## Exercise aim
Leave the pictures out and restate each entry below word for word.

## Information shown
+ + + + +
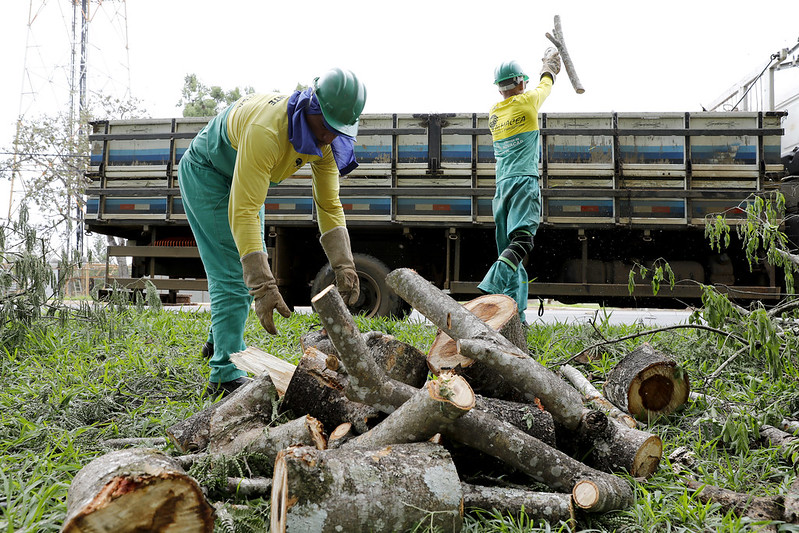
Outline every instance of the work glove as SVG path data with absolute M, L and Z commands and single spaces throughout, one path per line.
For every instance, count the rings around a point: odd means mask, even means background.
M 255 314 L 264 329 L 272 335 L 277 335 L 277 328 L 272 318 L 272 312 L 288 318 L 291 310 L 280 291 L 277 282 L 269 268 L 266 252 L 251 252 L 241 258 L 241 268 L 244 271 L 244 284 L 250 289 L 250 294 L 255 298 Z
M 541 76 L 549 74 L 552 76 L 552 83 L 555 83 L 555 75 L 560 72 L 560 52 L 558 52 L 558 49 L 552 46 L 547 48 L 544 51 L 544 57 L 541 58 L 541 62 L 543 63 Z
M 355 305 L 361 294 L 355 260 L 352 258 L 350 234 L 345 226 L 336 226 L 319 238 L 330 266 L 336 274 L 336 288 L 347 305 Z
+ + + + +
## Answer for the task
Outline every instance of the work glove as SVG path data with absolute M, L and Z commands and single spaces throughout, one path per line.
For every instance, count the rings around a point: odd means mask, even means background.
M 255 314 L 264 329 L 272 335 L 277 335 L 277 328 L 272 318 L 272 312 L 288 318 L 291 310 L 280 291 L 277 282 L 269 268 L 266 252 L 251 252 L 241 258 L 241 268 L 244 271 L 244 284 L 250 289 L 250 294 L 255 298 Z
M 541 76 L 549 74 L 552 76 L 552 83 L 555 83 L 555 75 L 560 72 L 560 52 L 558 52 L 558 49 L 552 46 L 547 48 L 544 51 L 544 57 L 541 58 L 541 62 L 543 63 Z
M 355 305 L 361 294 L 355 260 L 352 258 L 350 234 L 345 226 L 336 226 L 319 238 L 330 266 L 336 274 L 336 288 L 347 305 Z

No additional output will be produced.